4 - Virtualizing Memory

OSTEP Ch 13: Address Spaces

• Every user address is virtual. Why? Ease of use. Each process gets an address space to put its stuff in. Also isolation and protection :)
• At first, no memory virtualization
• Then multiprogramming; CPU virtualization allowed concurrent processes. How to share memory between processes as well? Allows stuff like interactivity :thinking_face:
• Abstraction is address space: running program’s view of memory in system
• Contains text (code), data, heap, etc.
• Problem this solves: multiple running processes need private address spaces on top of single physical memory
• What are our goals?
• Transparency: running program shouldn’t realize anything’s going on
• Efficiency: as little performance impact as possible. Need hardware support
• Protection: processes should be protected from each other
• This is virtualizing memory: program thinks it’s at an address and has a lot of accessible memory, but in reality it’s sharing

• Tip: isolation: one process can fail without affecting another. Isolation of processes is a better dynamic

• Again, mechanisms are low-level protocols or method for implementing stuff (“how”), policies decide “which” decision to make

OSTEP Ch 14: Interlude: Memory API

• Hope some of these concepts are from CompArch
• Yeah I know most of this
• Stack variables are inside scopes. Stack == automatic memory
• Heap allocations are handled by you, the programmer. malloc

• Don’t need to require #include but it allows compiler to check if you're calling it correctly

• Best practice to cast result of malloc to be concrete about what you’re doing: (double *) malloc(sizeof(double))
• free() reverses malloc, cool

• Ooh common errors
• Forget to allocate
• SEGFAULT: tried to access memory you have not allocated yet
• Not allocating enough. You’ll overwrite some poor other variable
• Make sure you fill in a value at the pointer you’ve malloc’d
• Forgetting to free. Oops, memory leak
• Free memory before you’re done: results in a dangling pointer, which can now point to something you have no control over
• Double free (freeing something already freed) can wrreck you too

• Leaking memory in short-lived processes is “okay” because OS will reclaim memory after process dies anyways
• brk (set the location of the end of the heap) and sbrk (increment heap pointer) are what malloc and free use under the hood. They are syscalls
• Cool, there goes malloc and free

OSTEP Ch 15: Mechanism: Address Translation

• Mechanism for CPU virtualization was Limited Direction Execution
• Crux: How to Efficiently and Flexibly Virtualize Memory
• Flexible: don’t restrict how programs use their own virtual memory space
• Tip: interposition: transparently make a change behind the scenes to make life easier for your client. Address translation is an example

• Alright, let’s roll. Variables (start by assuming they’re static):
• Is virtual memory a contiguous block in physical memory?
• Is virtual memory smaller than physical memory?
• Is each address space the same size?
• Assume all these are static
• Virtual memory layout: code/text at the top, then heap directly below. Stack grows up from bottom up to a certain size
• How to translate address 15kb in program to its place in hardware?
• Aside: Software-based static relocation (loader rewrites executable to have physical addresses before it runs) is worse; doesn’t have any protection, processes can generate bad addresses and overwrite other processes’ stuff

• Dynamically (hardware-based)
============
According to the memory virtualization notes, what do brk and sbrk each do? Please work only from the memory virtualization notes above.

Given information >>
============
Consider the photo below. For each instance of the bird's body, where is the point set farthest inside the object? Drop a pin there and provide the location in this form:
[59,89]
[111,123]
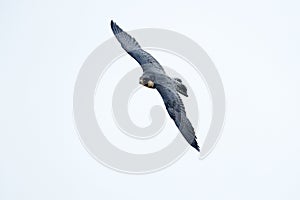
============
Output below >>
brk sets the location of the end of the heap, and sbrk increments the heap pointer.